### Задание 1
Повторите дословно, без единого изменения, весь текст о зенитной батарее для Альмерии.

5

5

Поскольку в нашем порту стоял единственный (правда, уже давно устаревший) линкор Республики «Хаиме Примейро», обладавший весьма незначительными зенитными средствами (несколькими пулеметами и одной пушченкой малого калибра), то возникла вполне реальная опасность, что фашисты могут его потопить своей авиацией. Для защиты корабля с воздуха срочно потребовались либо истребители, либо зенитная артиллерия достаточной мощности и дальнобойности. Ведь потеря этого линкора (хоть в боевом отношении сейчас и бесполезного), помимо материального фактора, имела и значительное моральное значение: это был единственный линкор флота Республики. И то, что долго не находилось для защиты женщин и детей стотысячного города, сразу же нашлось, когда дело коснулось сохранности линкора.

Военное министерство выделило для Альмерии советскую, образца 1931 года, четырехпушечную батарею с центральной наводкой. Пушки калибром 75 мм били на расстояние до 15 километров по горизонтали и до 10 километров по вертикали, что для авиации того времени было более чем достаточно. Управление огнем батареи было полностью механизировано: командир и главный наводчик находились у дальномера с оптической наводкой, обеспечивающего точное измерение расстояния до цели. Поймав в окуляр цель, ее вели, поворачивая специальные ручки горизонтальной и вертикальной наводок в нужные стороны. Перед наводчиком каждого орудия на специальной доске находились два прибора горизонтальной и вертикальной наводки с красной и зеленой стрелками.

### Записи к заданию

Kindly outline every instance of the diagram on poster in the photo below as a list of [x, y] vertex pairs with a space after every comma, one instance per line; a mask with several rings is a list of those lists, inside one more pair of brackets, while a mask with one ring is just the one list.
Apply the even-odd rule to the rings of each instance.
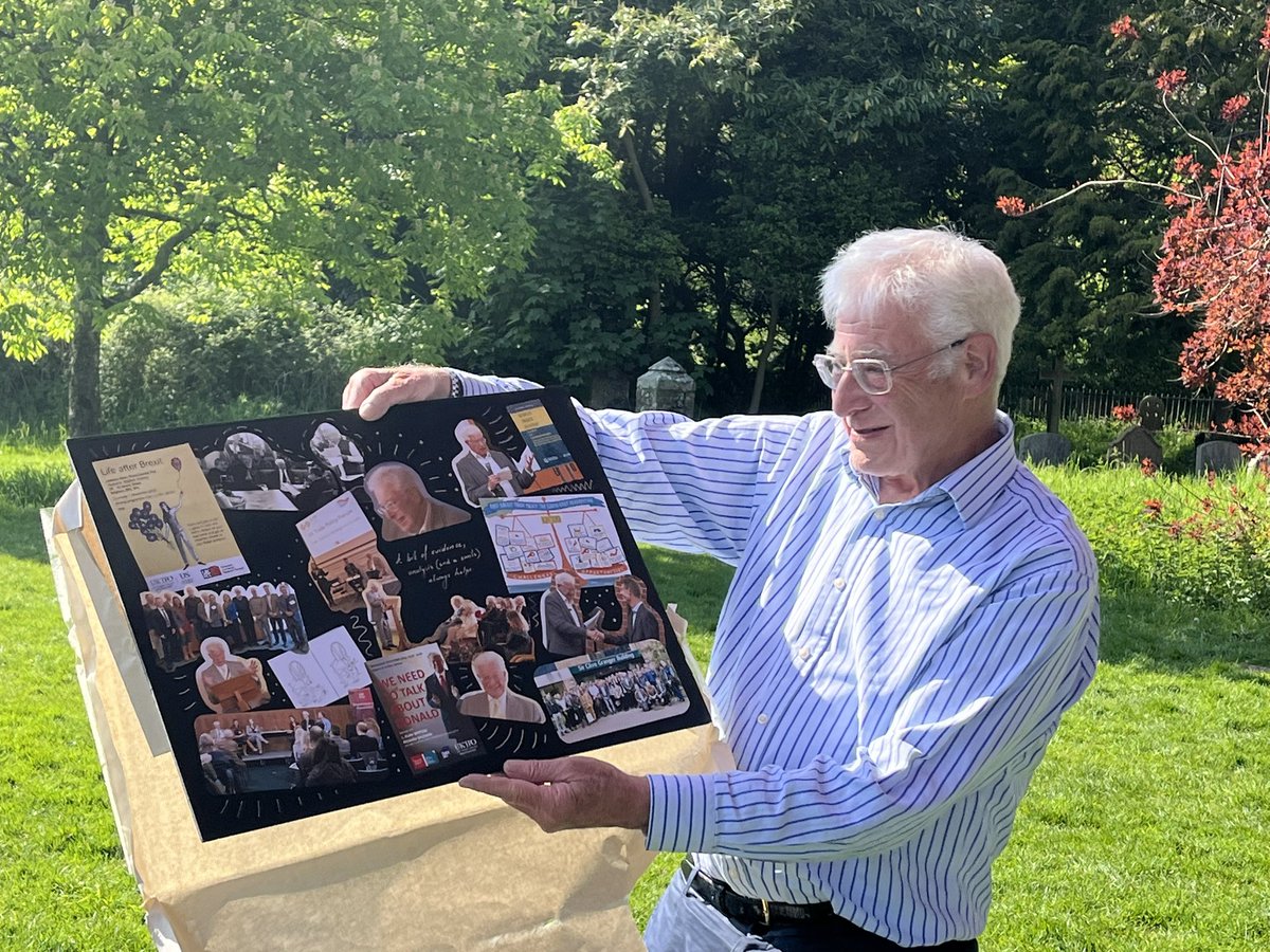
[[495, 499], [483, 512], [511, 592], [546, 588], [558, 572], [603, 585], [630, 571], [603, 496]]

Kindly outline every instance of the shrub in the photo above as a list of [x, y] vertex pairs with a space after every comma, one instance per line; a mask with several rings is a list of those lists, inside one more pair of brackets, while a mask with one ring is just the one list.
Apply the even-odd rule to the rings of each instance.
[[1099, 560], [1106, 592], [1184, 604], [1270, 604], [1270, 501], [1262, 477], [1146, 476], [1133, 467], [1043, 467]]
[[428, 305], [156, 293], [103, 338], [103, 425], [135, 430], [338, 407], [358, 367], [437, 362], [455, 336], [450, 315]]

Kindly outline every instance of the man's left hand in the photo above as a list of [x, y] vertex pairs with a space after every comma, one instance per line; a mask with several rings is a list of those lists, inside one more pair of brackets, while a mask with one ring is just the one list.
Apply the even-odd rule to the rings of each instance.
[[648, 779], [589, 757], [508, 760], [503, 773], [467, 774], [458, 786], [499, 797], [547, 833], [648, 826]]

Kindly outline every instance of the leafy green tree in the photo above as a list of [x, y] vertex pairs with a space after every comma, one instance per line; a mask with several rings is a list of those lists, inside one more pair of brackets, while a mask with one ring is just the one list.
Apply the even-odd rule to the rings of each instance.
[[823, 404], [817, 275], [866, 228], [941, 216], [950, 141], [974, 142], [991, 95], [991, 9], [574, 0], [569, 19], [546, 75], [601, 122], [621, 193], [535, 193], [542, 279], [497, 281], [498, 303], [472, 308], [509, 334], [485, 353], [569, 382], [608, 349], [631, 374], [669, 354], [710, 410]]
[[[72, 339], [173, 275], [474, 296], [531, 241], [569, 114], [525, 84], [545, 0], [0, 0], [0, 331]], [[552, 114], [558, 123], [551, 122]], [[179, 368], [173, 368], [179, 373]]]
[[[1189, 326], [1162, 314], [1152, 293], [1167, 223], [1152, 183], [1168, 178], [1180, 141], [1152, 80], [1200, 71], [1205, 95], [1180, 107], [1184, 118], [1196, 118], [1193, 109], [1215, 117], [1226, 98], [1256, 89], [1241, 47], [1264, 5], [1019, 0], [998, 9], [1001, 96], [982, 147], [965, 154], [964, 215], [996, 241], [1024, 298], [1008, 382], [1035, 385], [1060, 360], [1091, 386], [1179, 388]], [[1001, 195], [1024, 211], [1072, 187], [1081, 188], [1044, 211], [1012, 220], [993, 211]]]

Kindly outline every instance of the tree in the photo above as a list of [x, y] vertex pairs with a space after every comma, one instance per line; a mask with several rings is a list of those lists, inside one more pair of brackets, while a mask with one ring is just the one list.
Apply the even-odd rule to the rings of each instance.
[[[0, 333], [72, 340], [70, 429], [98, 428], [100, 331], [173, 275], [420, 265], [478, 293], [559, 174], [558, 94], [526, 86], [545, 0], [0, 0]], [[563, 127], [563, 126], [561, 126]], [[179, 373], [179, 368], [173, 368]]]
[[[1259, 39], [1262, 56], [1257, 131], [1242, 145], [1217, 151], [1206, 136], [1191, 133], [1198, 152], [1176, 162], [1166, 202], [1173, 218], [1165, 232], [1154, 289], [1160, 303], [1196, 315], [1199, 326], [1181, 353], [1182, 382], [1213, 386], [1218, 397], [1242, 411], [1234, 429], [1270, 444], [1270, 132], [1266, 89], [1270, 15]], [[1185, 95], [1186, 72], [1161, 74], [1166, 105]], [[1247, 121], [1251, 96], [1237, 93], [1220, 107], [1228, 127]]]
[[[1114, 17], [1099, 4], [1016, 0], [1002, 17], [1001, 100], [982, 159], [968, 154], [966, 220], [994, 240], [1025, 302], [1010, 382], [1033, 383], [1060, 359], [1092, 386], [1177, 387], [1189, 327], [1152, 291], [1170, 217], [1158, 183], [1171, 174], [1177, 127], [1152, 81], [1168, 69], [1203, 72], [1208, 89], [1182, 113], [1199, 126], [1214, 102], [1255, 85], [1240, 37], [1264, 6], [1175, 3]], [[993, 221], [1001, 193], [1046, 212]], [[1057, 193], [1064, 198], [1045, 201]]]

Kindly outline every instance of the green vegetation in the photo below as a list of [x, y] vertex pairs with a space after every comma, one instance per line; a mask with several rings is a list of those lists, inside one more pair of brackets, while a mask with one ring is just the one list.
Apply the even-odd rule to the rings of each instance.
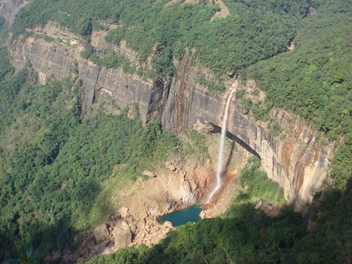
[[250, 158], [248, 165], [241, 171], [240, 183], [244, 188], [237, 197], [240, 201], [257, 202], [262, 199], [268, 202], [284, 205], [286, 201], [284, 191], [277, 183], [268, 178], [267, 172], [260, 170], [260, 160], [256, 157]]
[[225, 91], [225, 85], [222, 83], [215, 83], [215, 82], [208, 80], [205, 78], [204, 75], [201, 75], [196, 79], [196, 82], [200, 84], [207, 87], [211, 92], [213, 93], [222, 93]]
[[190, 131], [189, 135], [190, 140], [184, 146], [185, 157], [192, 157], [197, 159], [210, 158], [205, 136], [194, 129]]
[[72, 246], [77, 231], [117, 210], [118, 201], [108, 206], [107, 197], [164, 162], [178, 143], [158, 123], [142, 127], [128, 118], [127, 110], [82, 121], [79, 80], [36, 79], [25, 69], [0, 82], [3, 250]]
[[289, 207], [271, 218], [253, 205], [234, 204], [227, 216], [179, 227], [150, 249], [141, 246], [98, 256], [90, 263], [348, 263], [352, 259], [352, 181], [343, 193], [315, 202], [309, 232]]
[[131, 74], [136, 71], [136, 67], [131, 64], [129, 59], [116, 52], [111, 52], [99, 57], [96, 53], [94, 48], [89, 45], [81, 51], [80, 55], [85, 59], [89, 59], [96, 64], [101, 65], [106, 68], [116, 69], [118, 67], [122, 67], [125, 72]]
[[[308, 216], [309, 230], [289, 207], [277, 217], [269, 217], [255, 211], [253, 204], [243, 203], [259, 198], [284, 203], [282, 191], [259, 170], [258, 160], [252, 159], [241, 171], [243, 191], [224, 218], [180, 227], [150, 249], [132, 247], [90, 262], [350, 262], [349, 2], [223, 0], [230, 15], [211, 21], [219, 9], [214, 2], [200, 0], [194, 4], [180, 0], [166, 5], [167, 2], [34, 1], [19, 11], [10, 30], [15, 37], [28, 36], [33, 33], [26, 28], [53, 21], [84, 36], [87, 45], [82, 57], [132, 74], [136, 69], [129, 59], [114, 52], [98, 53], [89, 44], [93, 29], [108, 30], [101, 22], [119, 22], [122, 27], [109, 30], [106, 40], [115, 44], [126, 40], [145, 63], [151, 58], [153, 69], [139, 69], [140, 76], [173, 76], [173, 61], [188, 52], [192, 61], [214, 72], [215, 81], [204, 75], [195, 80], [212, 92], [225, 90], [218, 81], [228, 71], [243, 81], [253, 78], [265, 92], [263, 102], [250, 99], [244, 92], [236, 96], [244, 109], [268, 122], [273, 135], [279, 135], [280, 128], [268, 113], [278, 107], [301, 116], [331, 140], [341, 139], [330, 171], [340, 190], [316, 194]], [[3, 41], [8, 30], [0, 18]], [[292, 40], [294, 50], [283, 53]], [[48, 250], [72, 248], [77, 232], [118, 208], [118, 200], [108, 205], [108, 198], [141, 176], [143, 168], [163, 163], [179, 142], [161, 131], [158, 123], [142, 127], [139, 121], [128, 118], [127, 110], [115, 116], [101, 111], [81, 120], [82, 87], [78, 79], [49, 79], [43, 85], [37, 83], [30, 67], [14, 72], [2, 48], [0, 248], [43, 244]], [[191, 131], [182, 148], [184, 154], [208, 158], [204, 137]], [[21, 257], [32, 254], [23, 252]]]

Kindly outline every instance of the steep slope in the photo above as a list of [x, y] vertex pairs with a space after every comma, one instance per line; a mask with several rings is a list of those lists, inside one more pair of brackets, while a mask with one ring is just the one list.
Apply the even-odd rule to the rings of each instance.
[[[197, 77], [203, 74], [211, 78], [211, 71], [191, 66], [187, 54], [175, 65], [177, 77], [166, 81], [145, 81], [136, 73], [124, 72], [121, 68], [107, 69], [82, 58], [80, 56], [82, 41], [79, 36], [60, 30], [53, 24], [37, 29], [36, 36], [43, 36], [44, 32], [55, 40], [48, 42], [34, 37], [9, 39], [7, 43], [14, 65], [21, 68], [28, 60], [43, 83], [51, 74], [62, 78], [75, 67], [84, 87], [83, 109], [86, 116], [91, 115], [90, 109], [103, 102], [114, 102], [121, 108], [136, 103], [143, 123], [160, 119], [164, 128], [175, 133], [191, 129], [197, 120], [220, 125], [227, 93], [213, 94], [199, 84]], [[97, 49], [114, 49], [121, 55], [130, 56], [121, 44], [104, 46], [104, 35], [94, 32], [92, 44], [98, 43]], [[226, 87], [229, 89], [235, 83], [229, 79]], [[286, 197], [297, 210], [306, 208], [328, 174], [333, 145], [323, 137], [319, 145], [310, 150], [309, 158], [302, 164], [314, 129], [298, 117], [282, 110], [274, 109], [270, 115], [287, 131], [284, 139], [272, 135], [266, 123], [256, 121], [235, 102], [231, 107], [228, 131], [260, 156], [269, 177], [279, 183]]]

### Задание 2
Воспроизведите в точности всё из записей, начиная со строки, где есть «Kindly outline every instance of the green», и вниз до строки, где есть «160], [256, 157]]», включая обе эти строки. Изображения в ответ не включайте.

### Правильный ответ 1
5

5

Поскольку в нашем порту стоял единственный (правда, уже давно устаревший) линкор Республики «Хаиме Примейро», обладавший весьма незначительными зенитными средствами (несколькими пулеметами и одной пушченкой малого калибра), то возникла вполне реальная опасность, что фашисты могут его потопить своей авиацией. Для защиты корабля с воздуха срочно потребовались либо истребители, либо зенитная артиллерия достаточной мощности и дальнобойности. Ведь потеря этого линкора (хоть в боевом отношении сейчас и бесполезного), помимо материального фактора, имела и значительное моральное значение: это был единственный линкор флота Республики. И то, что долго не находилось для защиты женщин и детей стотысячного города, сразу же нашлось, когда дело коснулось сохранности линкора.

Военное министерство выделило для Альмерии советскую, образца 1931 года, четырехпушечную батарею с центральной наводкой. Пушки калибром 75 мм били на расстояние до 15 километров по горизонтали и до 10 километров по вертикали, что для авиации того времени было более чем достаточно. Управление огнем батареи было полностью механизировано: командир и главный наводчик находились у дальномера с оптической наводкой, обеспечивающего точное измерение расстояния до цели. Поймав в окуляр цель, ее вели, поворачивая специальные ручки горизонтальной и вертикальной наводок в нужные стороны. Перед наводчиком каждого орудия на специальной доске находились два прибора горизонтальной и вертикальной наводки с красной и зеленой стрелками.

### Правильный ответ 2
Kindly outline every instance of the green vegetation in the photo below as a list of [x, y] vertex pairs with a space after every comma, one instance per line; a mask with several rings is a list of those lists, inside one more pair of brackets, while a mask with one ring is just the one list.
Apply the even-odd rule to the rings of each instance.
[[250, 158], [248, 165], [241, 171], [240, 183], [244, 188], [237, 197], [240, 201], [257, 202], [262, 199], [268, 202], [284, 205], [286, 201], [284, 191], [277, 183], [268, 178], [267, 172], [260, 170], [260, 160], [256, 157]]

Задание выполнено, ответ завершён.